### SET EXERCISE:
Could you give the material again from the line with "point: snow on branch" up to and including the line with "(1031, 566)", replacing "black" with "dark" and changing nothing else? Leave the pictures out of your answer.
··· DATASET RECORDS
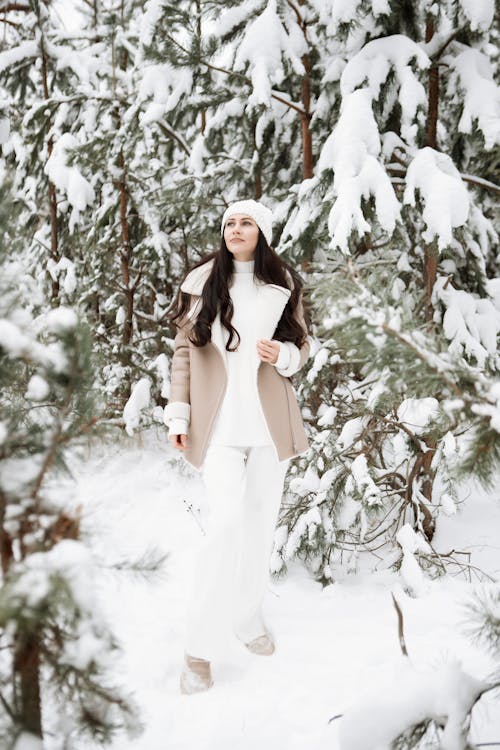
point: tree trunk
(430, 254)
(27, 681)
(305, 119)
(125, 257)
(54, 249)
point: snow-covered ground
(332, 643)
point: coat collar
(272, 302)
(195, 280)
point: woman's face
(241, 234)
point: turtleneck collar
(243, 266)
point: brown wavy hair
(268, 267)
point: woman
(232, 411)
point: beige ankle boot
(196, 675)
(263, 645)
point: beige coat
(199, 375)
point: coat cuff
(178, 427)
(176, 410)
(291, 359)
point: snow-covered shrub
(53, 636)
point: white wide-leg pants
(244, 487)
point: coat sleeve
(291, 358)
(177, 412)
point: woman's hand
(178, 441)
(268, 350)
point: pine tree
(404, 389)
(54, 642)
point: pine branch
(15, 6)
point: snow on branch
(68, 179)
(472, 76)
(351, 151)
(264, 43)
(442, 192)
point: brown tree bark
(27, 678)
(305, 95)
(54, 243)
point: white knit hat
(262, 216)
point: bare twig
(402, 642)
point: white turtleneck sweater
(240, 420)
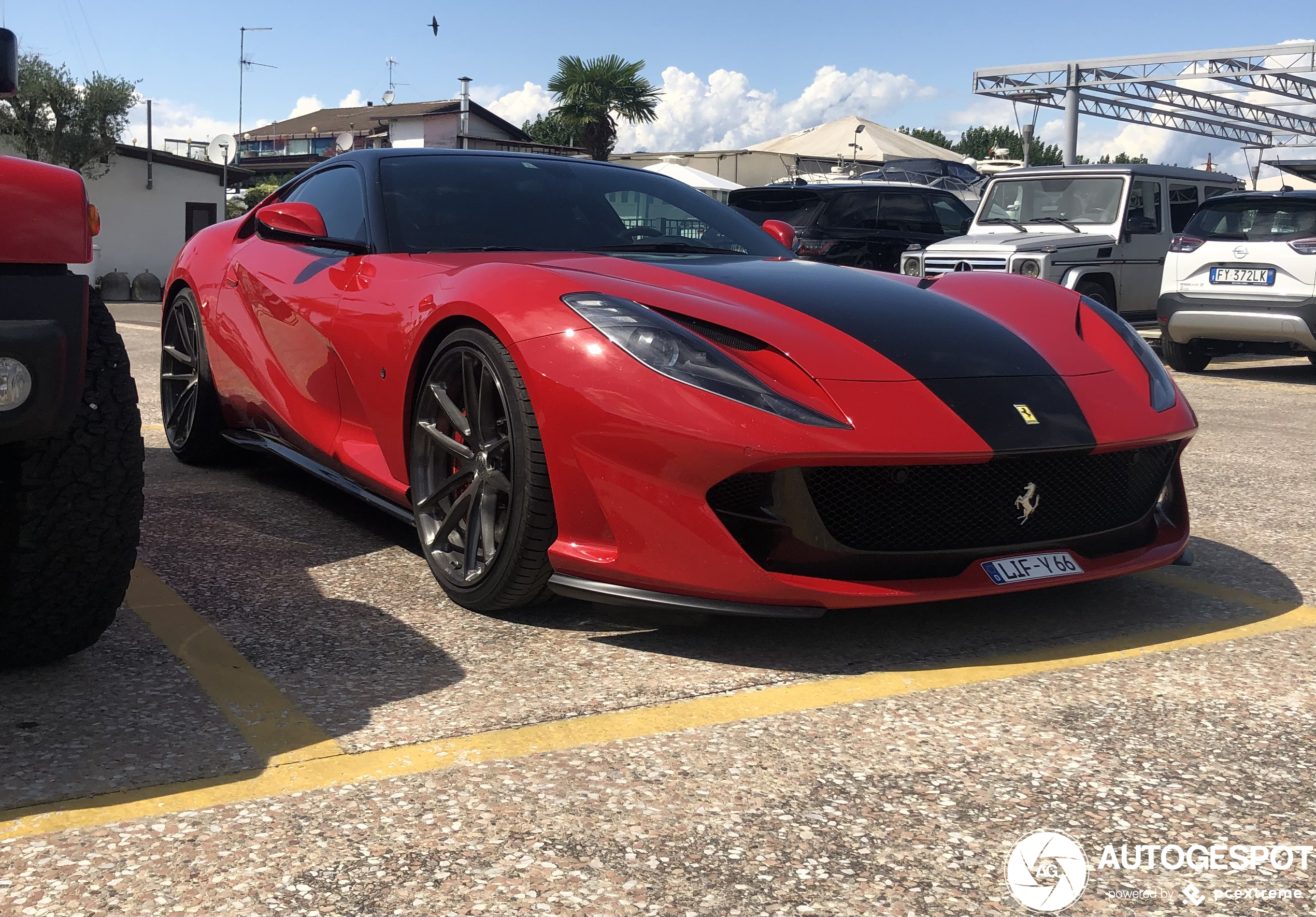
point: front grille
(956, 507)
(936, 266)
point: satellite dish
(221, 149)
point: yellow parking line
(269, 721)
(505, 744)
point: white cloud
(177, 121)
(306, 104)
(727, 112)
(519, 106)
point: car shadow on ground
(1261, 369)
(1057, 623)
(125, 713)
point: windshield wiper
(1012, 223)
(486, 248)
(1064, 223)
(677, 248)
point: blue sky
(736, 71)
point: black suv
(861, 224)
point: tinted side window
(337, 195)
(951, 215)
(1144, 215)
(907, 213)
(856, 210)
(1183, 204)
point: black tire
(190, 407)
(1182, 357)
(1097, 293)
(478, 461)
(70, 513)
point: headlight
(1163, 390)
(678, 353)
(15, 383)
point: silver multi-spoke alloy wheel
(464, 441)
(179, 371)
(479, 482)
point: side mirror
(783, 233)
(8, 64)
(290, 221)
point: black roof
(841, 187)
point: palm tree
(593, 94)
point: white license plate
(1264, 277)
(1031, 566)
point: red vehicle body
(70, 432)
(319, 355)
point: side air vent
(719, 335)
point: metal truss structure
(1237, 94)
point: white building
(142, 230)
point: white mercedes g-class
(1102, 231)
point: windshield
(786, 204)
(473, 203)
(1276, 219)
(1089, 200)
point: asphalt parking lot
(289, 718)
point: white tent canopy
(877, 144)
(671, 167)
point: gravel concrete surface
(900, 806)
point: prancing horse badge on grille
(1027, 502)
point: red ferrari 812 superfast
(595, 381)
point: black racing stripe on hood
(977, 366)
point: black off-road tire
(520, 572)
(1097, 293)
(201, 438)
(70, 513)
(1182, 357)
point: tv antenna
(393, 84)
(244, 65)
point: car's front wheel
(190, 406)
(1182, 357)
(479, 483)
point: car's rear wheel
(479, 483)
(194, 424)
(1183, 357)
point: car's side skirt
(265, 442)
(610, 594)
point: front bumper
(634, 460)
(1251, 320)
(44, 325)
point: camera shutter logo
(1047, 871)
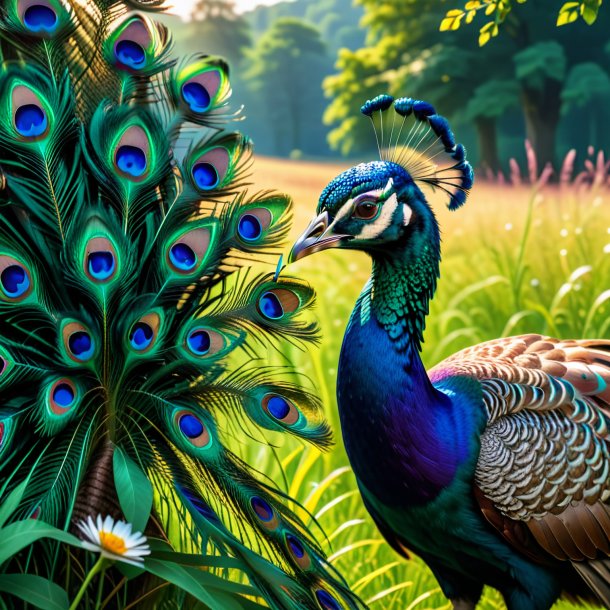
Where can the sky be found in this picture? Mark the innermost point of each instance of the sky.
(184, 7)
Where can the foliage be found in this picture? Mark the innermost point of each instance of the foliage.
(406, 54)
(284, 80)
(499, 10)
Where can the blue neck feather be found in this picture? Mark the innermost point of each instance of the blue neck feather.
(405, 438)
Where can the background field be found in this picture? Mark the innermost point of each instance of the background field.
(514, 260)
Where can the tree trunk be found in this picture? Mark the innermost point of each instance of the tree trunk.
(541, 112)
(488, 144)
······
### PROBLEM SOLUTION:
point: snow on branch
(68, 179)
(472, 76)
(351, 151)
(264, 43)
(442, 192)
point: brown tree bark
(27, 678)
(305, 95)
(54, 243)
point: white knit hat
(262, 216)
point: bare twig
(402, 642)
point: white turtleneck sweater
(240, 420)
point: front grille
(956, 507)
(936, 266)
point: satellite dish
(221, 149)
point: yellow parking line
(269, 721)
(505, 744)
point: white cloud
(177, 121)
(306, 104)
(727, 112)
(519, 106)
point: car shadow on ground
(1261, 369)
(1057, 623)
(125, 713)
point: windshield wiper
(1012, 223)
(486, 248)
(1064, 223)
(677, 248)
point: blue sky
(736, 71)
point: dark suv
(861, 224)
point: tinted side window
(337, 195)
(951, 215)
(1144, 215)
(907, 213)
(856, 210)
(1183, 204)
point: dark tire
(190, 407)
(1182, 357)
(1097, 293)
(478, 461)
(70, 513)
point: headlight
(1163, 390)
(678, 353)
(15, 383)
point: silver multi-spoke alloy wheel
(464, 441)
(179, 371)
(479, 482)
point: side mirror
(783, 233)
(8, 64)
(290, 221)
point: dark roof
(841, 187)
point: palm tree
(593, 94)
point: white license plate
(1264, 277)
(1031, 566)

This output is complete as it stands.